* Start Data for this exercise *

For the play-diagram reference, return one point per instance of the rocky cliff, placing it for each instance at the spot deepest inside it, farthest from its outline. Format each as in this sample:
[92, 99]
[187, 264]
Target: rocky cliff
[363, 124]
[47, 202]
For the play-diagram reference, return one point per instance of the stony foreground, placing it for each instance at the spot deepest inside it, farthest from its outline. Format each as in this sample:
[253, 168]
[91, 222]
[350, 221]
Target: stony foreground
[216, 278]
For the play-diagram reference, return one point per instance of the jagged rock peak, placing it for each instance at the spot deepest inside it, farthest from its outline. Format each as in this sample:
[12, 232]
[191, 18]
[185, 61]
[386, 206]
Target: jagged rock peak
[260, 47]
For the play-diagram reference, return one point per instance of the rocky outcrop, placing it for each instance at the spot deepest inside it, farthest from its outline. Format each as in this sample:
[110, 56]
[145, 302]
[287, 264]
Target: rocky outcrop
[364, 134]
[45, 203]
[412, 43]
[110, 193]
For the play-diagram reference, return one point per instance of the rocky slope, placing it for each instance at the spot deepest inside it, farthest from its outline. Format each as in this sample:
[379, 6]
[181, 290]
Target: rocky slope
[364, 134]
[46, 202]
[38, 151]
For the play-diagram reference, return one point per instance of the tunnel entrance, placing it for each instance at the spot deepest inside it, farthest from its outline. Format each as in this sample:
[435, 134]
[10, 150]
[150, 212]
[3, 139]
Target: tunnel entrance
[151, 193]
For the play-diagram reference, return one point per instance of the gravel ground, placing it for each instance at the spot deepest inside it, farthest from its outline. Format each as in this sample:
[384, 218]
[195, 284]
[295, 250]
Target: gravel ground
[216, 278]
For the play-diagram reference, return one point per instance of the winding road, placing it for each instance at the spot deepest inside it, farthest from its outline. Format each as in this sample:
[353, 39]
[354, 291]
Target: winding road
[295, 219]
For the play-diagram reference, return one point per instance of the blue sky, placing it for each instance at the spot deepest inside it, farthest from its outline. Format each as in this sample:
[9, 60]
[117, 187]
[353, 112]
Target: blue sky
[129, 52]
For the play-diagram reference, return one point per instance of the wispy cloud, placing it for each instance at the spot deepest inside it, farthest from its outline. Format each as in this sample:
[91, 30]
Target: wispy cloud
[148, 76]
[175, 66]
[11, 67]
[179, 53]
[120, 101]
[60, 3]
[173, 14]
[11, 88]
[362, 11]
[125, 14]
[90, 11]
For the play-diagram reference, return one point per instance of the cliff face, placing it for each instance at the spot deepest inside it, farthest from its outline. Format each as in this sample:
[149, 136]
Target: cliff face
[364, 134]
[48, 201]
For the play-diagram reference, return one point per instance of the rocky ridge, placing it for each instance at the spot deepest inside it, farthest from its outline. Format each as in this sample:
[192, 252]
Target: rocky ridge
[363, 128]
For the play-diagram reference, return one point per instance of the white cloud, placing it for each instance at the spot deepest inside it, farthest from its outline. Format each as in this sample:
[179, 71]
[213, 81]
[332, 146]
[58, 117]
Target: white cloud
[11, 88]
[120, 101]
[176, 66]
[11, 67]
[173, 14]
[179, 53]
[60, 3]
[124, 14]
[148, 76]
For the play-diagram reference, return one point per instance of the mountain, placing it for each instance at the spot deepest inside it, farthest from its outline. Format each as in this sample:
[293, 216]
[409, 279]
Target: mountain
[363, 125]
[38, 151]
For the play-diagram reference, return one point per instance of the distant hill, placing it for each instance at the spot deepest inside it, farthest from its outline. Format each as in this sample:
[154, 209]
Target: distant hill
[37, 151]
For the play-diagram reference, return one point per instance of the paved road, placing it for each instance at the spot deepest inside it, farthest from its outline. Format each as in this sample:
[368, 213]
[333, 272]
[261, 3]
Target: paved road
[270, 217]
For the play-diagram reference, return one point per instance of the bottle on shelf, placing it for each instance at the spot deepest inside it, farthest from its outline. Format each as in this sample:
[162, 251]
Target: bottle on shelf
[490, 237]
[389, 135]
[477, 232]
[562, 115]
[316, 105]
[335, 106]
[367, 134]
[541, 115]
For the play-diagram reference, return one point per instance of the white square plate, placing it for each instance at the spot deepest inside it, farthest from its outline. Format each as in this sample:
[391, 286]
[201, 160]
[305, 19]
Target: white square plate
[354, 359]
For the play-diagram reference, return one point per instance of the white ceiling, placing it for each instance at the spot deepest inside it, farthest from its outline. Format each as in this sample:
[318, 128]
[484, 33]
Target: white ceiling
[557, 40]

* End Data for this exercise *

To do: Quote word for word the rows from the line containing "white ceiling, placing" up to and including the final line of the rows.

Response for this exercise:
For the play-diagram reference, return one point per instance of the white ceiling, placing it for each instance at the spot deepest inside it, farthest from its outline. Format each as in this sample:
[318, 128]
[484, 33]
Target: white ceiling
[557, 40]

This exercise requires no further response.